--- start The records ---

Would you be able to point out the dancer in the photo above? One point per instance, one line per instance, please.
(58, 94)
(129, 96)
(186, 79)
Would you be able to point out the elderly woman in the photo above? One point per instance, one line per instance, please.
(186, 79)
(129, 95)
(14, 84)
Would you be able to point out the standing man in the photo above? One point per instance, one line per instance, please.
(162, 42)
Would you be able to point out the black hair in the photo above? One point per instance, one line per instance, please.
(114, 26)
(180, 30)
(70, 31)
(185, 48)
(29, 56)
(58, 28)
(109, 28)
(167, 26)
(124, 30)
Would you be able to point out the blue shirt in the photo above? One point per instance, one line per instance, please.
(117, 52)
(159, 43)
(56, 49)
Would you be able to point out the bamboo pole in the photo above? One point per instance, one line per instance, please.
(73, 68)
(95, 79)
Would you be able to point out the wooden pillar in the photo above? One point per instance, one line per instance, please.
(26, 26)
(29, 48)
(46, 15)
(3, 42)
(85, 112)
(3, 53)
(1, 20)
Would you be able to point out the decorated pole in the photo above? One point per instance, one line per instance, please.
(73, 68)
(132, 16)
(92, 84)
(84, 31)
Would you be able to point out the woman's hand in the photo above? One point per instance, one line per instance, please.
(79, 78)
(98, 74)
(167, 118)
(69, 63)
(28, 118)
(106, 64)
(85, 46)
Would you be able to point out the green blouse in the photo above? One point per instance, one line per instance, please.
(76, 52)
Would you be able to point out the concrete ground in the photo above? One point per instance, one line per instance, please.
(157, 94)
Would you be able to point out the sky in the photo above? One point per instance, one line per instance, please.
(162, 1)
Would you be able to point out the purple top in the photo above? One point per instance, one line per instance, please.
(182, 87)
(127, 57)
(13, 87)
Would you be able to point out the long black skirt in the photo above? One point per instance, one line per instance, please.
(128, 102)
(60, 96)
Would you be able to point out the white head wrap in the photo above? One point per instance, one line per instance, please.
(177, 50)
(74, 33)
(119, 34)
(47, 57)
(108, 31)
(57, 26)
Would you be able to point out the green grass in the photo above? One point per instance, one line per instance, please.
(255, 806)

--- end The records ---
--- start The records ---

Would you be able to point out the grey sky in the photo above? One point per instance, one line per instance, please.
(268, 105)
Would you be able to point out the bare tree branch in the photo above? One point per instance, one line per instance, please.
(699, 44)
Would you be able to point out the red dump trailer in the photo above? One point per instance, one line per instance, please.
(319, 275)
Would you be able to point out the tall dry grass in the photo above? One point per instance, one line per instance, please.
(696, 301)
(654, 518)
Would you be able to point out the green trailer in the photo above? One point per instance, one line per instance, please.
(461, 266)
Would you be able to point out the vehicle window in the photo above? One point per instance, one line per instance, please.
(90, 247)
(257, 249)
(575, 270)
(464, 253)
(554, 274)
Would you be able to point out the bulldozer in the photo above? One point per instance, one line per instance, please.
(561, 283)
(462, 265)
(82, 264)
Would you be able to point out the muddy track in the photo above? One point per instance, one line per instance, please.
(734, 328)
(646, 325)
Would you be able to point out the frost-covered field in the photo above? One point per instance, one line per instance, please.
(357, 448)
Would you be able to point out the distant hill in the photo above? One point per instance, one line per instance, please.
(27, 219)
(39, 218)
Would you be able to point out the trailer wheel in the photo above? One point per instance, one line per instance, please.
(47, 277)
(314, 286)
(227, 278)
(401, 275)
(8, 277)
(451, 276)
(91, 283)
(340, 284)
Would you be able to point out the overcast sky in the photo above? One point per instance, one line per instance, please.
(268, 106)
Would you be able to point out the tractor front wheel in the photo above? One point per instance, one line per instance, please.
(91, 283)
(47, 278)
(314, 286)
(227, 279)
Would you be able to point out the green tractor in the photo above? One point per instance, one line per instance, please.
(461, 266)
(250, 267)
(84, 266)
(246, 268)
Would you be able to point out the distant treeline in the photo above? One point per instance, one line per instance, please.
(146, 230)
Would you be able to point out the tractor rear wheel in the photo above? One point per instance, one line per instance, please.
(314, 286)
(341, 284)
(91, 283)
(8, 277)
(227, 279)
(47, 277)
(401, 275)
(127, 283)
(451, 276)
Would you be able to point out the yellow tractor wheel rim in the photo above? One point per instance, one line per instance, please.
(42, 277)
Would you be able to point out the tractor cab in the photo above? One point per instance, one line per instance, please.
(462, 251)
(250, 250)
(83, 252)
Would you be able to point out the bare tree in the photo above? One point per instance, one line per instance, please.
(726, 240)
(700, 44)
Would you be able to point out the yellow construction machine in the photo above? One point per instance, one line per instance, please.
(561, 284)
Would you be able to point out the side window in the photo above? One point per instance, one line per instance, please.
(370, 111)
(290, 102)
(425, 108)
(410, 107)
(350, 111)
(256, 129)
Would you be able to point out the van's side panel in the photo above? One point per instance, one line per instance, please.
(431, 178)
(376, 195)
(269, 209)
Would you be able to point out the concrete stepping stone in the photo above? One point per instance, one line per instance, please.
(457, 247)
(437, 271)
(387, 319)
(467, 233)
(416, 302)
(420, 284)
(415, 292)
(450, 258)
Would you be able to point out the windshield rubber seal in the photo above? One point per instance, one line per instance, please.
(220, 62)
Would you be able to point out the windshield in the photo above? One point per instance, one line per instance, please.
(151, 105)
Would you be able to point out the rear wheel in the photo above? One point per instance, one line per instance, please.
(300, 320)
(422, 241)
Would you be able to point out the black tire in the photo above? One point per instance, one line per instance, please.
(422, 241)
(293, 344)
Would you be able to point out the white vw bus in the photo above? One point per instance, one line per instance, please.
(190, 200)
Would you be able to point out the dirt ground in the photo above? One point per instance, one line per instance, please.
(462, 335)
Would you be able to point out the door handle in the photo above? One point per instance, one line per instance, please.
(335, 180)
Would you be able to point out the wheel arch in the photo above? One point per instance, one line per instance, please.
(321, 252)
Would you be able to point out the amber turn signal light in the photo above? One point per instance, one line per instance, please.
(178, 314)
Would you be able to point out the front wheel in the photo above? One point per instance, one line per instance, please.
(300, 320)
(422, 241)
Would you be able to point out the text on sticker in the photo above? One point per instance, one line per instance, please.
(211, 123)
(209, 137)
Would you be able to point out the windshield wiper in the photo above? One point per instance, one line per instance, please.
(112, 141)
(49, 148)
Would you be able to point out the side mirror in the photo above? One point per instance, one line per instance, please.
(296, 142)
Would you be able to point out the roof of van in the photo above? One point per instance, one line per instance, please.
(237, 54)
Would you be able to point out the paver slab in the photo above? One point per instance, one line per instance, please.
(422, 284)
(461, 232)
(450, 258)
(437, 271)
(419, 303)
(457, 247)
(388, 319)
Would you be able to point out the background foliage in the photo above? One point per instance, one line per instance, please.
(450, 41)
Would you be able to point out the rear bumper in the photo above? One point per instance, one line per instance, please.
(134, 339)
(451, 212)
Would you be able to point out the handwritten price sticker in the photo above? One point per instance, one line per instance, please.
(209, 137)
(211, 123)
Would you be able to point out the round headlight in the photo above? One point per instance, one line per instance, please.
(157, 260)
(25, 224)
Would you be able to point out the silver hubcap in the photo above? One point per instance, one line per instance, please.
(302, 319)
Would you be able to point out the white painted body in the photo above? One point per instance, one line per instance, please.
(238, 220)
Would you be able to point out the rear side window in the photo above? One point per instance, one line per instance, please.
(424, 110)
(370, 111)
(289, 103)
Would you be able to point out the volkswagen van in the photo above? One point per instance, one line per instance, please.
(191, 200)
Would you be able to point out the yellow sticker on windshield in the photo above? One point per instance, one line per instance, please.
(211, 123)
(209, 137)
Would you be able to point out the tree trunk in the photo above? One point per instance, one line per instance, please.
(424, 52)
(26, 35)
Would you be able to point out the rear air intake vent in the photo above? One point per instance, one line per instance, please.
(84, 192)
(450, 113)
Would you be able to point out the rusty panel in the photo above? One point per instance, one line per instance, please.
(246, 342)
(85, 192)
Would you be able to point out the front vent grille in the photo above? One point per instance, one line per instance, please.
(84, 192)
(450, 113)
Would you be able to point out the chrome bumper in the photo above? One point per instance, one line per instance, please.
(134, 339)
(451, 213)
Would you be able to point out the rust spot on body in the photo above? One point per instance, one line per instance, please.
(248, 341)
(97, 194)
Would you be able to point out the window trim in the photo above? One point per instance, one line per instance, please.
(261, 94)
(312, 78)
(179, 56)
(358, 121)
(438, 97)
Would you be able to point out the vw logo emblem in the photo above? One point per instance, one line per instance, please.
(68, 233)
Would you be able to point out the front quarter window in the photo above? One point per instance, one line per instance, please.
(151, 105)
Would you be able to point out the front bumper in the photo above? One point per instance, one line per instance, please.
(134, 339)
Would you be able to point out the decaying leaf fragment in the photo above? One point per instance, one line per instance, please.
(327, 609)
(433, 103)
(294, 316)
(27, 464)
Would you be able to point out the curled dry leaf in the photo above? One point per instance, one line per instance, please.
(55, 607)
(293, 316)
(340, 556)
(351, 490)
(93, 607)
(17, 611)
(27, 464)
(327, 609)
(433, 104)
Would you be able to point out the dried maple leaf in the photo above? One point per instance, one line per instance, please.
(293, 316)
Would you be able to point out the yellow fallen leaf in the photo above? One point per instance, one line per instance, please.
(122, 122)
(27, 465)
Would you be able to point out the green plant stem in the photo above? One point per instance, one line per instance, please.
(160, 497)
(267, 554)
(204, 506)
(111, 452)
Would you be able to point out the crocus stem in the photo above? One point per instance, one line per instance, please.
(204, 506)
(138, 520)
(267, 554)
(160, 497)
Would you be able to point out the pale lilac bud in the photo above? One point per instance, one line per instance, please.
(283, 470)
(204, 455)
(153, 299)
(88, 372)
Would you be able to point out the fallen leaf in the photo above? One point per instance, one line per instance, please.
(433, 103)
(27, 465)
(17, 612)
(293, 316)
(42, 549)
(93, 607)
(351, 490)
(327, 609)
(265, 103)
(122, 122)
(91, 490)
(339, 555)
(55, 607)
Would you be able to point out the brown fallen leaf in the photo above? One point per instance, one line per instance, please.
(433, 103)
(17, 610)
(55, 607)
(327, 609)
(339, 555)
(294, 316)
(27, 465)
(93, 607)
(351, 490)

--- end The records ---
--- start The records ---

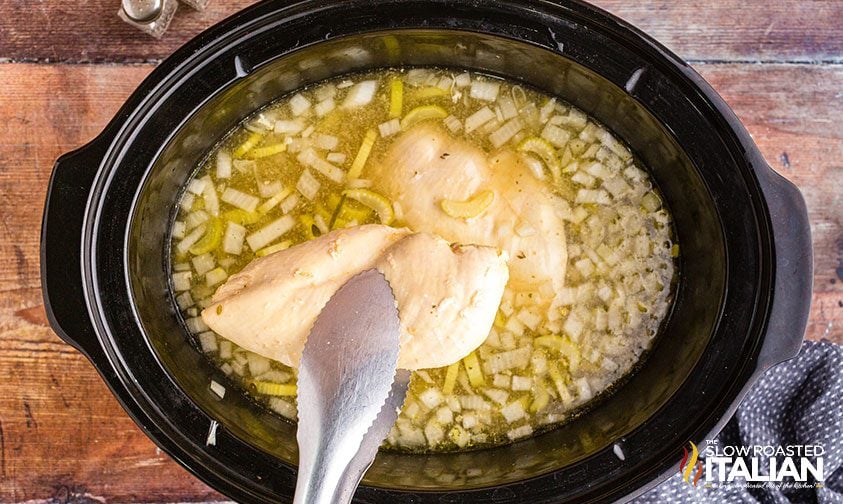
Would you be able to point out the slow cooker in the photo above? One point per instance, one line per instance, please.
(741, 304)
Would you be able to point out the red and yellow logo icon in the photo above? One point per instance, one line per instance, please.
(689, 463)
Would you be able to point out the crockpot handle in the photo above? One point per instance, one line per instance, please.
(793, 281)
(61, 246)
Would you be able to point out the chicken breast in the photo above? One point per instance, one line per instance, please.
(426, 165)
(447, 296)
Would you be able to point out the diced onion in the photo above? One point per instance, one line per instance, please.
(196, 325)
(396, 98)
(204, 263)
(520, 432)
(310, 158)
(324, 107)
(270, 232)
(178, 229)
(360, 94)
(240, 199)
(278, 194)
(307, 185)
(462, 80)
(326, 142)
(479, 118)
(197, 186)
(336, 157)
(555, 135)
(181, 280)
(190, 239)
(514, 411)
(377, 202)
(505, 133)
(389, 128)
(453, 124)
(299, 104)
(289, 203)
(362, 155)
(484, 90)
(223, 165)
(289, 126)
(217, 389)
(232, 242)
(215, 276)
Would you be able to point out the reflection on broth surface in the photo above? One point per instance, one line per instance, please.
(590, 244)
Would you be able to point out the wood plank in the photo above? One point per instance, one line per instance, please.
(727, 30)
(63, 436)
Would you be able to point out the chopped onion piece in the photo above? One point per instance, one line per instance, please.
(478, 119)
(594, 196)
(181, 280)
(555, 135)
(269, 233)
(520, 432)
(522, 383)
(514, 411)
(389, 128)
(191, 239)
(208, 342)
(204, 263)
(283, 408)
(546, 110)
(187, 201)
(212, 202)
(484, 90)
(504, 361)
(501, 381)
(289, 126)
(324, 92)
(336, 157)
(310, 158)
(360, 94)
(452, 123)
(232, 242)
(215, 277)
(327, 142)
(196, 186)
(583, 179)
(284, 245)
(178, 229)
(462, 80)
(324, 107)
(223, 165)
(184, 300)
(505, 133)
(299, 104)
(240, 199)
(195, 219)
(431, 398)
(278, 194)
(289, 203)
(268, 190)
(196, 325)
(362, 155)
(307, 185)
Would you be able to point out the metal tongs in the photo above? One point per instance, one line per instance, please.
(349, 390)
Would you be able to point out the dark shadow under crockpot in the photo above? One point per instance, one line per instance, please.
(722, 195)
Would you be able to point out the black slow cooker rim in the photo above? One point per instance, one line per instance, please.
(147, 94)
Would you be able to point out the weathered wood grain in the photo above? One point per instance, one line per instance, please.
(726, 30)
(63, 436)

--- end The records ---

▶ **Requirements**:
From the items above, pull out each line that contains the word "distant" and copy it in full.

▶ **Exercise solution**:
Would you be able to point out the distant hill in the photo above? One point per instance, one line per instance, please.
Would you be able to point out the distant treeline in the photo above? One point per instance, one line per instance, please.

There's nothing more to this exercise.